▶ **PROBLEMA ASSEGNATO**:
Trascriva integralmente i dati riportati di seguito, riga per riga, senza apportare alcuna modifica.

▶ **DATI MEMORIZZATI**:
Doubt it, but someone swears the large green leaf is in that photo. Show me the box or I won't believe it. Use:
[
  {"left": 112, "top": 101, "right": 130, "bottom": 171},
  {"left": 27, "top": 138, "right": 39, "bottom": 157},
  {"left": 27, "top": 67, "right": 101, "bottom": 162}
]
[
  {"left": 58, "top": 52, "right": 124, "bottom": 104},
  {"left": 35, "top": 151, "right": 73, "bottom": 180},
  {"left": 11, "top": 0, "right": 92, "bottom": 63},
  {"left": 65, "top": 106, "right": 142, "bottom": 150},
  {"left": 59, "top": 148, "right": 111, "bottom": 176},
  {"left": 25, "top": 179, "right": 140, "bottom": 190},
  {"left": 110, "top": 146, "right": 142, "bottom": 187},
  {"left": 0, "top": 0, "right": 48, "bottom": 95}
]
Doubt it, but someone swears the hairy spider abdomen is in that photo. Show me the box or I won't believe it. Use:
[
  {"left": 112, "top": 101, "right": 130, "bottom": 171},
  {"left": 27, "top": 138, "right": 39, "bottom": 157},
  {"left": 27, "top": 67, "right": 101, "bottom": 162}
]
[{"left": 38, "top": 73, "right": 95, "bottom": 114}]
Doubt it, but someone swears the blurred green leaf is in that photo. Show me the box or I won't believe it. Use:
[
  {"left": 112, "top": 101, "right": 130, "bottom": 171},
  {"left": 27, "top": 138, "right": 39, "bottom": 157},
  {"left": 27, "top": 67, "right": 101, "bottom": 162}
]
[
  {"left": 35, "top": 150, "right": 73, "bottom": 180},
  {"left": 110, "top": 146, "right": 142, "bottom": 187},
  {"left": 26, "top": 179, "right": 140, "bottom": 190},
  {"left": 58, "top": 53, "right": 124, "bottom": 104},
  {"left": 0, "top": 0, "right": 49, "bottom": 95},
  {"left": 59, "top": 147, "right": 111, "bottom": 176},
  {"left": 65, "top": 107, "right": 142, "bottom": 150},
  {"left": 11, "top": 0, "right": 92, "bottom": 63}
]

▶ **SOLUZIONE**:
Doubt it, but someone swears the large green leaf is in that photo. Show me the box or I won't believe it. Use:
[
  {"left": 112, "top": 101, "right": 130, "bottom": 171},
  {"left": 27, "top": 138, "right": 39, "bottom": 157},
  {"left": 27, "top": 67, "right": 101, "bottom": 162}
]
[
  {"left": 58, "top": 52, "right": 124, "bottom": 104},
  {"left": 35, "top": 151, "right": 73, "bottom": 180},
  {"left": 11, "top": 0, "right": 92, "bottom": 63},
  {"left": 65, "top": 106, "right": 142, "bottom": 150},
  {"left": 59, "top": 148, "right": 111, "bottom": 176},
  {"left": 25, "top": 179, "right": 140, "bottom": 190},
  {"left": 110, "top": 146, "right": 142, "bottom": 187},
  {"left": 0, "top": 0, "right": 48, "bottom": 95}
]
Doubt it, but someone swears the hairy spider abdomen is in that photo. Show me the box or I won't believe it. Use:
[
  {"left": 112, "top": 101, "right": 130, "bottom": 171},
  {"left": 27, "top": 138, "right": 39, "bottom": 157},
  {"left": 27, "top": 67, "right": 101, "bottom": 162}
]
[{"left": 38, "top": 73, "right": 95, "bottom": 114}]
Doubt it, but someone swears the blurred green leaf is in that photo. Show me the box or I won't believe it. Use:
[
  {"left": 112, "top": 101, "right": 130, "bottom": 171},
  {"left": 27, "top": 138, "right": 39, "bottom": 157},
  {"left": 27, "top": 67, "right": 101, "bottom": 162}
]
[
  {"left": 35, "top": 150, "right": 73, "bottom": 180},
  {"left": 110, "top": 146, "right": 142, "bottom": 187},
  {"left": 26, "top": 179, "right": 140, "bottom": 190},
  {"left": 58, "top": 53, "right": 124, "bottom": 104},
  {"left": 0, "top": 0, "right": 49, "bottom": 95},
  {"left": 59, "top": 147, "right": 111, "bottom": 176},
  {"left": 65, "top": 107, "right": 142, "bottom": 150},
  {"left": 11, "top": 0, "right": 92, "bottom": 63}
]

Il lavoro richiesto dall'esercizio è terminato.